| Task directions |
Gather every line of the records below that contains the word "post", treating uppercase and lowercase as different.

Image object location entries:
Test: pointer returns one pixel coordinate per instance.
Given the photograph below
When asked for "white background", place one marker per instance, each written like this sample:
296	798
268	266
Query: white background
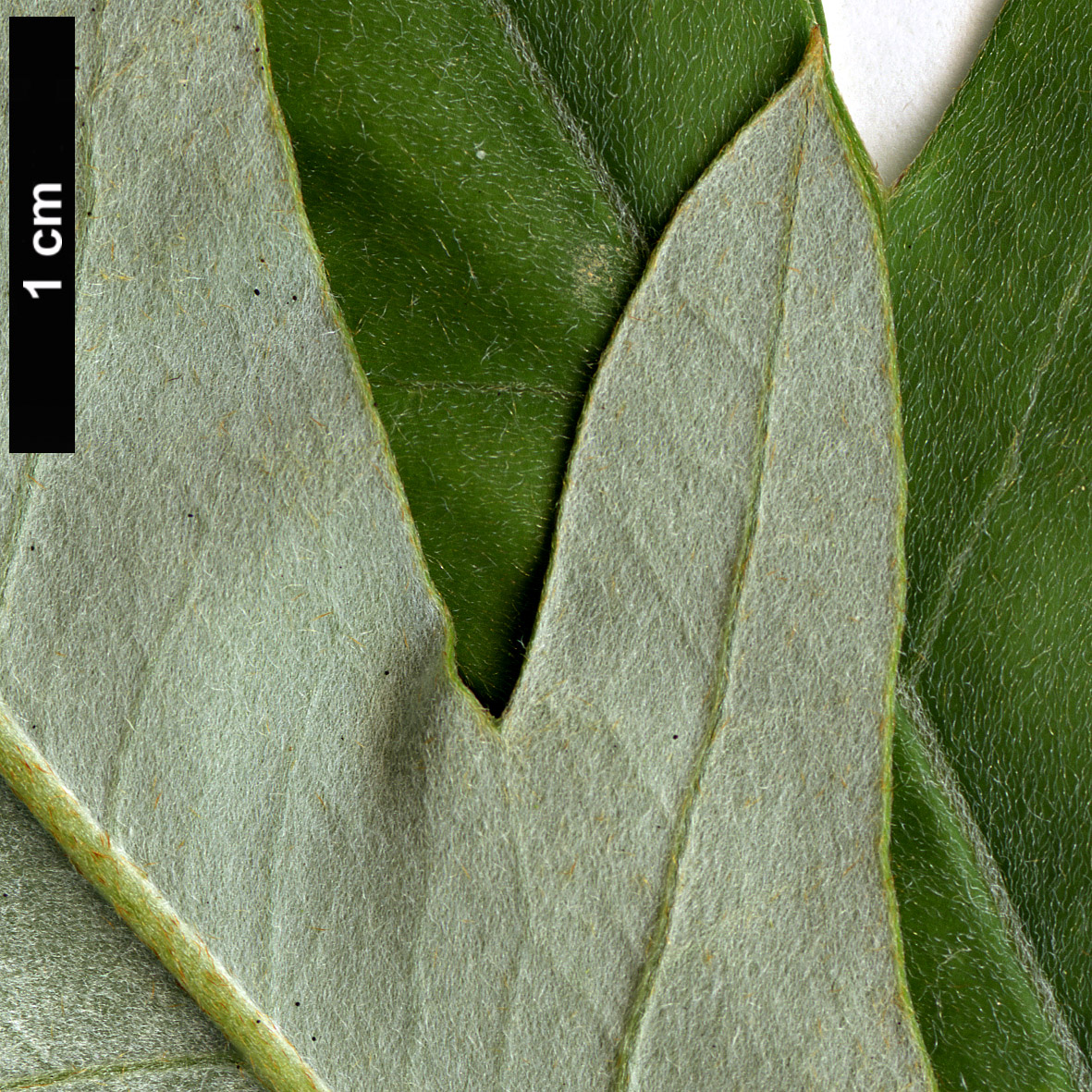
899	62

==

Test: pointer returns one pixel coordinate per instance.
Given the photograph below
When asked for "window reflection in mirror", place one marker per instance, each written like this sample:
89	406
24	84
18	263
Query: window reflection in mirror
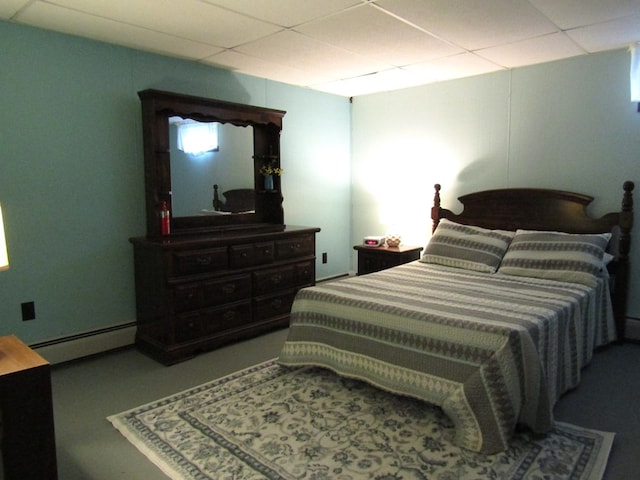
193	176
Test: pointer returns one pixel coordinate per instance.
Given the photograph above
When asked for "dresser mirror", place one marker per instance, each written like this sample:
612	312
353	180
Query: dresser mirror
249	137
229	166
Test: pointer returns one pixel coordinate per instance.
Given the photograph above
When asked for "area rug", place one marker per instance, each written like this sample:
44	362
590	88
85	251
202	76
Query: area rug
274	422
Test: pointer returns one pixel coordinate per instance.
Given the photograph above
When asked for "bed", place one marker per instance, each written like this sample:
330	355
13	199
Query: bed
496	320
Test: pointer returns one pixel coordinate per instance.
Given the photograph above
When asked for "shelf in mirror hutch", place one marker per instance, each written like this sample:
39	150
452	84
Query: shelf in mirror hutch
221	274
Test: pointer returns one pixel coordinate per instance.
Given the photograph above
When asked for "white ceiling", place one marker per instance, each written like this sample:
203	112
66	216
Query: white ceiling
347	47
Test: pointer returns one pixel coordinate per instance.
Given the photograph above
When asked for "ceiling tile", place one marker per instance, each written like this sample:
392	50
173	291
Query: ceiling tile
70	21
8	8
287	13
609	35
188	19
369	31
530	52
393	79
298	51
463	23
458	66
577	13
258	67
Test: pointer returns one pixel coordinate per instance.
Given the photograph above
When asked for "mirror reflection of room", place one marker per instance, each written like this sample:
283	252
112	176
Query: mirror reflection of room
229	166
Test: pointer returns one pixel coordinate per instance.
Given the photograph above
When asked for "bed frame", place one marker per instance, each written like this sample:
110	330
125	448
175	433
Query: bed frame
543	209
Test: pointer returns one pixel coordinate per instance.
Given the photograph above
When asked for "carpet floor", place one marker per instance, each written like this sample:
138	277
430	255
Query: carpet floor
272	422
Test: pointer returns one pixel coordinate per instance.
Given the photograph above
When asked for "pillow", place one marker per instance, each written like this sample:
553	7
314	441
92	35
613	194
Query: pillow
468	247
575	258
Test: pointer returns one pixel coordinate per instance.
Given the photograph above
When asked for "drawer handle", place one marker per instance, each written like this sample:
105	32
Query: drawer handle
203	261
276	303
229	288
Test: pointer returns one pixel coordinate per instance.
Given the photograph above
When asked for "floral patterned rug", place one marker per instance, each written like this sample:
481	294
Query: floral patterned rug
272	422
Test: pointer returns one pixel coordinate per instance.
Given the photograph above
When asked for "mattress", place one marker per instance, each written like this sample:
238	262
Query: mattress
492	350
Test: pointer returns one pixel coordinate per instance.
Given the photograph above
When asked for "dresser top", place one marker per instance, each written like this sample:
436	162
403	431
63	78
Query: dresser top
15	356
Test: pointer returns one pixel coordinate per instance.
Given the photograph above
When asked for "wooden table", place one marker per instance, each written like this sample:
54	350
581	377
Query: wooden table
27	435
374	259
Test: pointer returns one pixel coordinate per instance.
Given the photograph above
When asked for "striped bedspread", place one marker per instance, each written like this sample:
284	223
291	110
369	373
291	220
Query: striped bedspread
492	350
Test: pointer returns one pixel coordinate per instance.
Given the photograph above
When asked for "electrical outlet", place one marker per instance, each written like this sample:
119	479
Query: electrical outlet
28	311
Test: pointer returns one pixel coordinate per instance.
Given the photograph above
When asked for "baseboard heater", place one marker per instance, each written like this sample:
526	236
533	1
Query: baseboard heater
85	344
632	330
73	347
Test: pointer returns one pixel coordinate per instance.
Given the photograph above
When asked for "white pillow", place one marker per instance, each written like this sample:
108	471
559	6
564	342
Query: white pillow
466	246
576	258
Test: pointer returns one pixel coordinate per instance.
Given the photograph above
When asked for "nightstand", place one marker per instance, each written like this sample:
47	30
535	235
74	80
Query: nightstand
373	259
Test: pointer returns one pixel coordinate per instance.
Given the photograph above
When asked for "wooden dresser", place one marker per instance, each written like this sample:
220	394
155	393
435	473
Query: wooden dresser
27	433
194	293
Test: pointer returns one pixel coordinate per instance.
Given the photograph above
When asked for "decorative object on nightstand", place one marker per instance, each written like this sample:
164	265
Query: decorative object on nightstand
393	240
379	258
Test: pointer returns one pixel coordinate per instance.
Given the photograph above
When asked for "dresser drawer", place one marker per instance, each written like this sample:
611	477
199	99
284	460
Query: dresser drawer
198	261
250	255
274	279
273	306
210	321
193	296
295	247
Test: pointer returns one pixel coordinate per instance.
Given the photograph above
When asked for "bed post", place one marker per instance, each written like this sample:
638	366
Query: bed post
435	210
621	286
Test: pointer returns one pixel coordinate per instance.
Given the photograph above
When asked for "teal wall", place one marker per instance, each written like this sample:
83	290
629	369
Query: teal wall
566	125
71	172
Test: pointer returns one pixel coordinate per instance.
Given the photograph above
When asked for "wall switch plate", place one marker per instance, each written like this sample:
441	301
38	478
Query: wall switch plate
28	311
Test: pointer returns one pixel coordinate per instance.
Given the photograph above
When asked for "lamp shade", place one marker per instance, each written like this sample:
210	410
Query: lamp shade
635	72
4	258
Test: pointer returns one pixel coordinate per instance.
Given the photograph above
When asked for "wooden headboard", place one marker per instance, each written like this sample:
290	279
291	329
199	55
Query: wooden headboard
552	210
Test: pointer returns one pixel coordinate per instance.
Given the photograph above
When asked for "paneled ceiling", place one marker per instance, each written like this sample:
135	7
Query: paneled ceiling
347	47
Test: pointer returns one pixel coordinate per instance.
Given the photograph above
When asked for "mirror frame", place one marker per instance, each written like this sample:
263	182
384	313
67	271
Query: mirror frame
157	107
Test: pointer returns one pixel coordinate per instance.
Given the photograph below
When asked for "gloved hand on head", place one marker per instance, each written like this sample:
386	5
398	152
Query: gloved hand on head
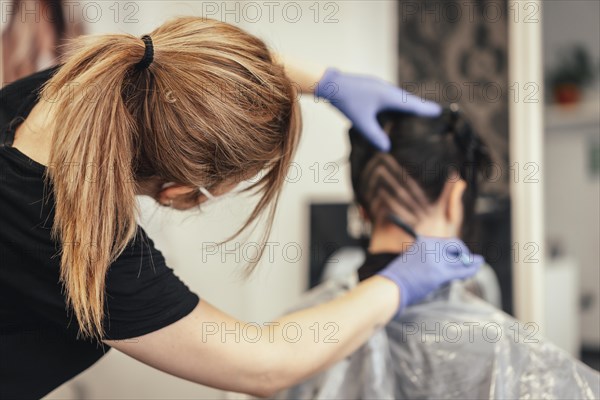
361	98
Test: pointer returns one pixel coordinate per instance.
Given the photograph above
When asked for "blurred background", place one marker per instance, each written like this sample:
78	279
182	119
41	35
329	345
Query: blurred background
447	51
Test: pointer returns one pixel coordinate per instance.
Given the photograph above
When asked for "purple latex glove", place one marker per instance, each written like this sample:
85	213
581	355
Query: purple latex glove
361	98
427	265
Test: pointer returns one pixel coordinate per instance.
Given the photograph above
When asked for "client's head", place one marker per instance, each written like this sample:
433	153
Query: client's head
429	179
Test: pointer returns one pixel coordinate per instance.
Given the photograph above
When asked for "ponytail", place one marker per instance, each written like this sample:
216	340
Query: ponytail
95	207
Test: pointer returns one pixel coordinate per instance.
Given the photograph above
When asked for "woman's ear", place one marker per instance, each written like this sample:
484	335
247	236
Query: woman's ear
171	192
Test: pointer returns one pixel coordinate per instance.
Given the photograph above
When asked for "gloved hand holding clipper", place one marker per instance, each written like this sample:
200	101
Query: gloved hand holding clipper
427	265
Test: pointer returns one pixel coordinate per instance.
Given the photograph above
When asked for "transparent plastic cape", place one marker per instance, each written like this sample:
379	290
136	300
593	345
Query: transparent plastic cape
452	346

| Expected answer |
When asked for "bed post", place one marker per instance, each written like this sample:
Query: bed post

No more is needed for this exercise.